> DIRECTIONS
1 – Reproduce word for word the passage of the Riegel v. Medtronic oral argument account below, from "We were too" down to "also supporting preemption.".
2 – Render this sentence from the Riegel v. Medtronic oral argument account into Spanish: "I believe Edwin Kneedler presented the Solicitor General’s argument, also supporting preemption."
3 – Extend the Riegel v. Medtronic oral argument account below, picking up after its final sentence.

> DOCUMENT SEGMENT
──────────────────────────────
We were too busy – and none of our clients would pay for it in any event – so we didn’t attend yesterday’s Supreme Court oral argument in Riegel v. Medtronic. But fortunately for us, and by extension all of you reading this, one of our old friends (and a dedicated reader) was there – Tom Parker, an Ohio lawyer we’ve worked with on important medical device cases for years.
Here’s what he has to say about the Riegel oral argument:
[It’s all Tom from here on, until further notice – except for our bracketed comments, of course]
The oral argument in Riegel v. Medtronic was presented by Alison Zieve for petitioners and by Ted Olson for Medtronic. I believe Edwin Kneedler presented the Solicitor General’s argument, also supporting preemption.
Ms. Zieve spoke for six or seven minutes before encountering her first question. As she argued that device manufacturers should not be able to obtain PMA approval and sell – without risk of liability – devices that later proved to have problems, the Chief Justice asked whether the problems she spoke of would not be addressed by FDA after reports of such problems would be given to FDA through the MDR process. She agreed FDA could act in that way but contended in such circumstances FDA would be in a passive role; not the active protector of public health.
Justice Scalia then asked his first of about ten questions. He asked Zieve if the device could be changed by the manufacturer once a problem was discovered. Zieve indicated it could under the PMA Supplement process; she also stated some more minor changes could be made without FDA’s advance permission.
──────────────────────────────
> DATA RECORDS
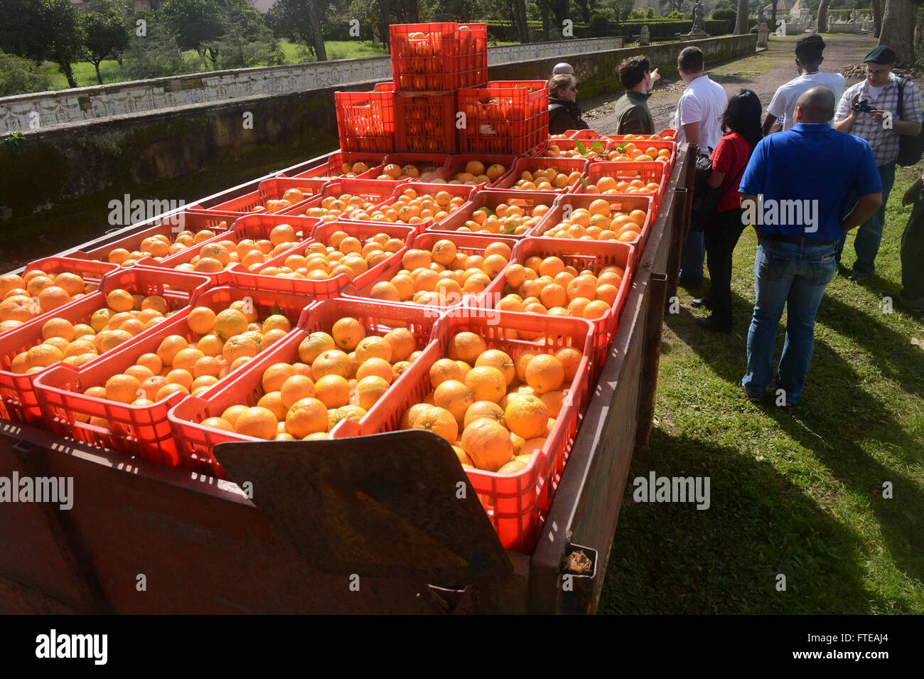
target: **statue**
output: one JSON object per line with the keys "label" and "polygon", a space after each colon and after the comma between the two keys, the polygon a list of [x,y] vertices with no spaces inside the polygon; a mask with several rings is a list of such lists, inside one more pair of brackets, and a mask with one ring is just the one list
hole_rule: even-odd
{"label": "statue", "polygon": [[693,28],[690,30],[690,34],[705,32],[706,22],[705,13],[702,9],[702,0],[696,0],[696,5],[693,6]]}

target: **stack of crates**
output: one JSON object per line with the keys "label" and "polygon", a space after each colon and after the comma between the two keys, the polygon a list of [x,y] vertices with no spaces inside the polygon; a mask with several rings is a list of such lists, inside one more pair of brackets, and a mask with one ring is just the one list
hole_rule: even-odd
{"label": "stack of crates", "polygon": [[548,136],[548,82],[488,81],[486,24],[391,27],[392,82],[334,95],[345,152],[526,153]]}

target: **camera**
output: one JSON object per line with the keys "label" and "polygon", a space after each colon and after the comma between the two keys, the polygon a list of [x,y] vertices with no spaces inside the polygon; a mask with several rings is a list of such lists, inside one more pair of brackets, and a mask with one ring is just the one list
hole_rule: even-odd
{"label": "camera", "polygon": [[857,103],[854,104],[854,111],[862,111],[863,113],[871,113],[872,106],[869,105],[869,101],[867,99],[861,99]]}

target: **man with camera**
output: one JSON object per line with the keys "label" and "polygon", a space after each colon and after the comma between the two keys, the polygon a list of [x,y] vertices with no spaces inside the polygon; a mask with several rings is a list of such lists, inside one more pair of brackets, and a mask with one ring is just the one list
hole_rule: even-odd
{"label": "man with camera", "polygon": [[[857,261],[848,276],[851,281],[864,281],[873,272],[885,225],[885,204],[895,181],[899,136],[917,136],[924,122],[920,93],[910,80],[902,81],[903,110],[899,110],[899,79],[892,72],[895,58],[895,53],[885,45],[869,50],[863,59],[866,79],[847,88],[834,115],[834,129],[859,137],[869,144],[882,180],[882,205],[857,232],[854,241]],[[841,240],[837,246],[838,263],[843,249],[844,240]]]}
──────────────────────────────
> RESPONSES PER TASK
1 –
We were too busy – and none of our clients would pay for it in any event – so we didn’t attend yesterday’s Supreme Court oral argument in Riegel v. Medtronic. But fortunately for us, and by extension all of you reading this, one of our old friends (and a dedicated reader) was there – Tom Parker, an Ohio lawyer we’ve worked with on important medical device cases for years.
Here’s what he has to say about the Riegel oral argument:
[It’s all Tom from here on, until further notice – except for our bracketed comments, of course]
The oral argument in Riegel v. Medtronic was presented by Alison Zieve for petitioners and by Ted Olson for Medtronic. I believe Edwin Kneedler presented the Solicitor General’s argument, also supporting preemption.

2 – Creo que Edwin Kneedler presentó el alegato del Procurador General, también en apoyo de la primacía del derecho federal.

3 –
Justice Kennedy asked whether in a state law tort claim the jury can perform the same risk/benefit evaluation assigned to FDA under the statute. He asked whether a jury could, for example, adequately assess the benefits to the public from being able to continue to utilize a device in which there was, say, a 1% risk of injury. He asked whether FDA did such balancing in the PMA evaluation process. [Bloggers’ note – that sounds like a vote (#1) for the good guys] Zieve tried to fall back on Lohr at that point; Scalia cut her off and indicated that Lohr was not of much analytical help because of the absence of a safety and efficacy determination in the 510k situation.
Justice Ginsberg then asked a question on a point that she came back to at least three or four times. She wanted to know whether tort suits compromised FDA’s ability to regulate in the drug product setting. Zieve said no and quickly pointed out that the MDA was enacted because of a void in FDA regulation of medical devices until 1976, when, in specific response to California device regulation initiatives the MDA was enacted. She argued that drugs had, in contrast, been regulated for several decades prior to the enactment of the MDA and, in the absence of state regulatory activity, Congress had felt no need to include a preemption provision in the drug portion of the FDCA.
Scalia then asked whether it was Zieve’s position that states could issue regulations pertaining to drugs so long as they did not conflict with FDA’s regulations. Zieve agreed. And then he asked whether it was her position that states could do the same in regard to medical devices.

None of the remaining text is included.